■ **Source material**:

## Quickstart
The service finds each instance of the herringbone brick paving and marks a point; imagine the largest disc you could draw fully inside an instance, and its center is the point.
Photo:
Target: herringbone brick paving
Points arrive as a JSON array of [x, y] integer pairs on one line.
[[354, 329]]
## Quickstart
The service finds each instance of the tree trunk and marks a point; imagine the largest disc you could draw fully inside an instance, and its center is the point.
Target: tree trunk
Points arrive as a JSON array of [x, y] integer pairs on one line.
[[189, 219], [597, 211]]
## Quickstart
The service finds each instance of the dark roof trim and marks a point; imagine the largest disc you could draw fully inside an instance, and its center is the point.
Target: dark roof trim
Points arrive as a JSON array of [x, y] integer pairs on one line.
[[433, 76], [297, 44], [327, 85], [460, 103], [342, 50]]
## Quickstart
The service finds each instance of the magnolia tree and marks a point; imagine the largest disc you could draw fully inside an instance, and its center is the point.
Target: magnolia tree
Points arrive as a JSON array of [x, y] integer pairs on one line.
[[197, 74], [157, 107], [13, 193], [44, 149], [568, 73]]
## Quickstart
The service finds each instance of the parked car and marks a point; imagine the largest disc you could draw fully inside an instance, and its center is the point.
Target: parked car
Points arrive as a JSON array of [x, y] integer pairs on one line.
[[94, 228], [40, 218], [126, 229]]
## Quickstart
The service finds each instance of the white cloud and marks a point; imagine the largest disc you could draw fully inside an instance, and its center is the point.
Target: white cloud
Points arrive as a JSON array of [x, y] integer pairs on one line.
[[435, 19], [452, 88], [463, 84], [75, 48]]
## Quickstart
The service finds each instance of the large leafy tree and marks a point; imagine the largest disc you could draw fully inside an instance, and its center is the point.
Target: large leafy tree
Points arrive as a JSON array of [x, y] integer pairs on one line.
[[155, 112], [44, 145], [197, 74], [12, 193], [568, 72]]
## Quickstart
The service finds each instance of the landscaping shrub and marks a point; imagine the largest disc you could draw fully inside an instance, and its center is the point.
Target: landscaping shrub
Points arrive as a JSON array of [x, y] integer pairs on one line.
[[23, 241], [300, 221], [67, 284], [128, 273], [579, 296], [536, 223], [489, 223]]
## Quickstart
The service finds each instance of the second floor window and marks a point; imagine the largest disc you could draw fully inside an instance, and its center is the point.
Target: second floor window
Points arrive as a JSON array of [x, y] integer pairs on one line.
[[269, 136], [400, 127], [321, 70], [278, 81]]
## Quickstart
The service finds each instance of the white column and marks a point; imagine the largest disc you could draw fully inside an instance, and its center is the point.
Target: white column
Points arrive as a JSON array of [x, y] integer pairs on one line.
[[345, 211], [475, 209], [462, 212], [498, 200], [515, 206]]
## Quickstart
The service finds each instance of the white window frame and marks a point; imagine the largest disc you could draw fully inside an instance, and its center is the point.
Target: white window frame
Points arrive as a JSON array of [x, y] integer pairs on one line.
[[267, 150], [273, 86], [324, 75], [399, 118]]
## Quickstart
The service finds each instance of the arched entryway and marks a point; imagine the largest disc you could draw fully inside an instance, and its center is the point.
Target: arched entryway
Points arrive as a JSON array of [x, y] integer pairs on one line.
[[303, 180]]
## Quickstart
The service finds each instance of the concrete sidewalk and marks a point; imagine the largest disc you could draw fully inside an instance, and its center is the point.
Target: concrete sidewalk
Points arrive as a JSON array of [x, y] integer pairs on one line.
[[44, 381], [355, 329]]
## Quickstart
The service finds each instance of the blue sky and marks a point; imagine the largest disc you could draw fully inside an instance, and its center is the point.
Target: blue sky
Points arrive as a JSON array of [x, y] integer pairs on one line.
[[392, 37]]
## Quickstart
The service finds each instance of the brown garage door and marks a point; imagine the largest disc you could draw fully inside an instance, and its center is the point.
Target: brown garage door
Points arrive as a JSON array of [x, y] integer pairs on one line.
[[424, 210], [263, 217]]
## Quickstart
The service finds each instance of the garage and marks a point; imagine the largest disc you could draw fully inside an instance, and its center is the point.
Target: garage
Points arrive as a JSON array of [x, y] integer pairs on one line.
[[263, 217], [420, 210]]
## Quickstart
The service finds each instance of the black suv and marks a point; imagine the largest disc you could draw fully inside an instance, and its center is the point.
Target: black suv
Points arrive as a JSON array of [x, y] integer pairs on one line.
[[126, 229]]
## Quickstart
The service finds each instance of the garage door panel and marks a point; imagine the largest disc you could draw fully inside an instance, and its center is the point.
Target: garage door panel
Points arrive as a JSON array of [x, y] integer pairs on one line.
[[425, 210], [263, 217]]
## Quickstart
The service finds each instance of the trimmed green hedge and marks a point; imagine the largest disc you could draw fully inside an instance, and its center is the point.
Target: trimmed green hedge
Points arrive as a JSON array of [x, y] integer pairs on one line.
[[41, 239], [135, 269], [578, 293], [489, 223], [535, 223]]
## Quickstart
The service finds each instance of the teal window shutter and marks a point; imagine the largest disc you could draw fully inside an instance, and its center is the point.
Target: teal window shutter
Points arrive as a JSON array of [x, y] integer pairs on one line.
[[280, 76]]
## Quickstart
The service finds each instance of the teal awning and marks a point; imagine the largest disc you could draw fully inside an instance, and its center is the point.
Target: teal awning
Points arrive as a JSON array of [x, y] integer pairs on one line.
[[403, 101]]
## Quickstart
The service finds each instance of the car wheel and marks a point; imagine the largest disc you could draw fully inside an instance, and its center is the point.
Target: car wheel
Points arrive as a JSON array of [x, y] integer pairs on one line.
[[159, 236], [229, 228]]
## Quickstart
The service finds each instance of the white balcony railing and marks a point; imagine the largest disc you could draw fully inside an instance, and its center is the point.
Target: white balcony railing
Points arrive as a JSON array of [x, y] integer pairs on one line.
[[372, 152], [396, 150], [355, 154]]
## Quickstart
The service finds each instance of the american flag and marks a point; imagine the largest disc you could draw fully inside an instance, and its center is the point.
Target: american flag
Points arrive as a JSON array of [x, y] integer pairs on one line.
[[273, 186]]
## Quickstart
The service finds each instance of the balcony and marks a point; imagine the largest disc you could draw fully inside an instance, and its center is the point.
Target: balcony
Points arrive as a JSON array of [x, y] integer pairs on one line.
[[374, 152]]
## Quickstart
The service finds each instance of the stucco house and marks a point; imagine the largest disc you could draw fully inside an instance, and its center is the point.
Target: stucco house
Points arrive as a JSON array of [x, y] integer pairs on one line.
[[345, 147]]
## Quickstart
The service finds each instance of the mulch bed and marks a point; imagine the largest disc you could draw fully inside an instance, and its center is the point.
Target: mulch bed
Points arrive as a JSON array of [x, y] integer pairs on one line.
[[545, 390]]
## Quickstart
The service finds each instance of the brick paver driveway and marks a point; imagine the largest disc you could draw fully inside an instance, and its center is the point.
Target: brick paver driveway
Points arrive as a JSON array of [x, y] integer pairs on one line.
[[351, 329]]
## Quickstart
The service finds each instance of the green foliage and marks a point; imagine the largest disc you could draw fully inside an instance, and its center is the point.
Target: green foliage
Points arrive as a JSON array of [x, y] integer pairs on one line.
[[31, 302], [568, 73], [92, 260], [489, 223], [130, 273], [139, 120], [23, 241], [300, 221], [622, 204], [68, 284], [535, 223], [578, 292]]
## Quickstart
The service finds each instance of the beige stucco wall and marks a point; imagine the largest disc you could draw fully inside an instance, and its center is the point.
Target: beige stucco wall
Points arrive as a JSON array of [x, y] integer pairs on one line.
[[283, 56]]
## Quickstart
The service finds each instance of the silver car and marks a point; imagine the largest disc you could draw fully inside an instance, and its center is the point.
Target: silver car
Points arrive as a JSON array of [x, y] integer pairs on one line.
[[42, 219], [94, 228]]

■ **Short problem**: Could you reproduce every item above line for line, with nothing changed?

■ **Exercise solution**:
## Quickstart
The service finds each instance of the herringbone brick paving and marks a point; imagine the largest disc you could draw fully inside an instance, and its center is the point.
Photo:
Target: herringbone brick paving
Points arrive as a JSON array of [x, y] integer pairs on one line.
[[354, 329]]
## Quickstart
The service finds each instance of the tree trunk and marks a point; imagine the largest disc you could draw fully inside an instance, and its center is the point.
Target: tree trunk
Points arrive as a JSON array of [x, y] integer pairs on one line.
[[189, 219], [597, 211]]
## Quickstart
The service finds each instance of the dark roof trim and marks a point; imagine the largest disc you could draw fully inside an instance, and its center is the point.
Target: dark roof trim
Points arrive as a JSON array of [x, y] integer pairs on one line.
[[433, 76], [297, 44], [327, 85], [460, 103], [342, 50]]
## Quickstart
The service finds each instance of the magnolia tree and marks a point; imagine the largest disc you could draw fully inside an instance, and its center is the point.
Target: magnolia tree
Points arrive as a JSON array of [x, y] integer pairs on one line.
[[197, 74], [157, 107], [13, 193], [44, 149], [568, 73]]
## Quickstart
The service finds each instance of the parked car and marks a point; imagine the largest disc you could draw fully inside an instance, and its center is the point.
Target: parked car
Points arrive as a JSON array of [x, y] integer pairs on one line.
[[94, 228], [40, 218], [126, 229]]
## Quickstart
The service finds each instance of the white cloud and marks a point; imagine the largest disc you could draw fully inside an instance, and its center is the point.
Target: white cloud
Points arrive as a JSON array of [x, y] integer pairs on one line.
[[435, 19], [452, 88], [463, 84], [75, 48]]
## Quickstart
The service finds each instance of the large leafy tree and marks a point; imagine the largest disc you could draw fully inside an instance, and its center is the point.
Target: large leafy tree
Points arrive as a JSON array of [x, y] integer pairs on one line.
[[155, 112], [44, 145], [197, 74], [12, 193], [568, 72]]
## Quickstart
The service finds each instance of the landscaping shrub and marks a point; imagine the largest disc you could draw fully inside an instance, and its center is the point.
Target: landscaping shrub
Points arrive as a JSON array of [x, y] integer pairs on one line.
[[23, 241], [300, 221], [67, 284], [128, 273], [579, 296], [536, 223], [489, 223]]
## Quickstart
The service finds each instance of the second floor window and marks a point; imagine the largest disc you could draw fully inside an instance, and its center is the point.
Target: second floor window
Points arrive as a JSON array of [x, y] integer pairs on one line.
[[269, 136], [400, 127], [321, 70], [278, 81]]
## Quickstart
The service finds each instance of the white column and marks a point; imagine the largest disc you could draw fully inside an instance, and its center is the point.
Target: white column
Points arrive as a JSON array of [x, y] integer pairs on one line.
[[345, 211], [475, 209], [462, 212], [498, 200], [515, 206]]
## Quickstart
The service finds each instance of the white window frame and marks a point; imagine the largest disc you could draw fully inside an instance, and its center is the point.
Target: white window frame
Points arrive as a JSON array of [x, y] integer pairs on one line.
[[267, 150], [273, 86], [324, 75], [399, 118]]
## Quickstart
The service finds each instance of the arched entryway and marks a point; imagine the largest disc you could draw fully inside an instance, and its center is the point.
Target: arched entryway
Points arrive as a JSON array of [x, y] integer pairs on one line.
[[303, 180]]
## Quickstart
The service finds each instance of the concrete sidewalk and marks a point; imagine the largest disc you could draw fully inside an instance, and its center is the point.
Target: concrete sidewalk
Points arrive as a JSON array of [x, y] integer pairs on one line.
[[44, 381], [355, 329]]
## Quickstart
The service finds each instance of the blue sky and marks a point; imagine the largest disc you could draw fully inside an instance, and its center is the point.
Target: blue sky
Points arrive as a JSON array of [x, y] integer pairs on one line.
[[392, 37]]
## Quickstart
The service finds each instance of the brown garage door and marks a point; imagine the largest disc you could draw fully inside an instance, and its center is the point.
Target: brown garage door
Points arrive as a JSON array of [x, y] integer pairs on one line.
[[424, 210], [263, 217]]
## Quickstart
The service finds each instance of the garage and marks a point; imagine the largest disc you could draw fully inside an instance, and its center is the point.
Target: garage
Points arrive as a JSON array of [x, y] integer pairs on one line.
[[263, 217], [420, 210]]
## Quickstart
The service finds each instance of the black suv and marks a point; imagine the largest disc you could draw fully inside an instance, and its center is the point.
Target: black suv
Points arrive as a JSON array of [x, y] integer pairs on one line.
[[126, 229]]
## Quickstart
The service finds each instance of the garage door panel and marks a point; imagine the largest disc you could draw fully inside an instance, and its center is the point.
Target: garage door panel
Points arrive as a JSON array of [x, y] integer pairs on one line.
[[425, 210], [263, 217]]
## Quickstart
The service finds each instance of the trimmed green hedge and marks a point; imagine the largest disc you could draw fully inside an instance, and its center is the point.
Target: trimmed green hedge
Points arrive as a JSON array of [x, y] integer pairs on one line.
[[41, 239], [135, 269], [578, 293], [489, 223], [535, 223]]
## Quickstart
The service finds each instance of the teal window shutter and marks a point; imagine the largest disc you could draw fully inside an instance, and its center is the point.
Target: teal window shutter
Points arrive as a JSON array of [x, y] integer pairs on one line.
[[280, 76]]
## Quickstart
The service finds each instance of the teal awning and marks a point; imagine the largest disc you could draw fully inside an instance, and its center is the point.
Target: teal awning
Points arrive as a JSON array of [x, y] integer pairs on one line.
[[403, 101]]
## Quickstart
The service finds each instance of the car wheel and marks a point; imagine the largest disc you could draw fully inside an instance, and its center is the point.
Target: car wheel
Points arrive as a JSON array of [x, y] integer pairs on one line.
[[159, 236], [229, 228]]
## Quickstart
The service finds each instance of the white balcony railing and marks a point; imagine the largest disc you could draw fully inside an instance, and its center is the point.
Target: white balcony railing
Points arrive as a JSON array of [x, y] integer pairs on one line.
[[372, 152], [396, 150], [355, 154]]
## Quickstart
The service finds each instance of the american flag and marks a point; imagine the largest disc you could draw fully inside an instance, and its center is the point.
Target: american flag
Points arrive as a JSON array of [x, y] integer pairs on one line.
[[273, 186]]
## Quickstart
The service finds each instance of the balcony and marks a point; imagine the largest disc you could draw fully inside an instance, and its center is the point.
Target: balcony
Points arrive as a JSON array of [x, y] integer pairs on one line.
[[374, 152]]
## Quickstart
The service finds each instance of the stucco house and marks a point; imagine the largest disc you could draw fully inside an instance, and its center is the point.
Target: stucco house
Points arrive as a JSON array of [x, y] integer pairs on one line.
[[345, 147]]
## Quickstart
The service finds each instance of the mulch bed and marks a point; imagine the largest disc you could draw fully inside an instance, and its center is the point.
Target: mulch bed
Points arrive as a JSON array of [x, y] integer pairs on one line.
[[545, 390]]
## Quickstart
The service finds each instance of the brick paver driveway and marks a point; imagine the largest disc you could draw fully inside an instance, and its center is the point.
Target: brick paver driveway
Points arrive as a JSON array of [x, y] integer pairs on one line.
[[351, 329]]
## Quickstart
The service finds each instance of the green foliage and marks a point; imagine the largest disc you could draw fully inside an instance, and its center is the point.
Target: green foliage
Points arrive as a JSON array of [x, y] integer pairs on one line.
[[31, 302], [568, 73], [92, 260], [489, 223], [130, 273], [139, 120], [23, 241], [300, 221], [622, 204], [68, 284], [535, 223], [578, 292]]
## Quickstart
The service finds each instance of the beige stucco wall and marks a point; imagine the largest disc you could draw fully inside an instance, and its center is the point.
Target: beige stucco wall
Points arrive as a JSON array of [x, y] integer pairs on one line.
[[283, 56]]
## Quickstart
The service finds each instance of the silver car and marks a point; imagine the largest disc you could draw fully inside an instance, and its center is the point.
Target: silver car
Points arrive as a JSON array of [x, y] integer pairs on one line.
[[42, 219], [94, 228]]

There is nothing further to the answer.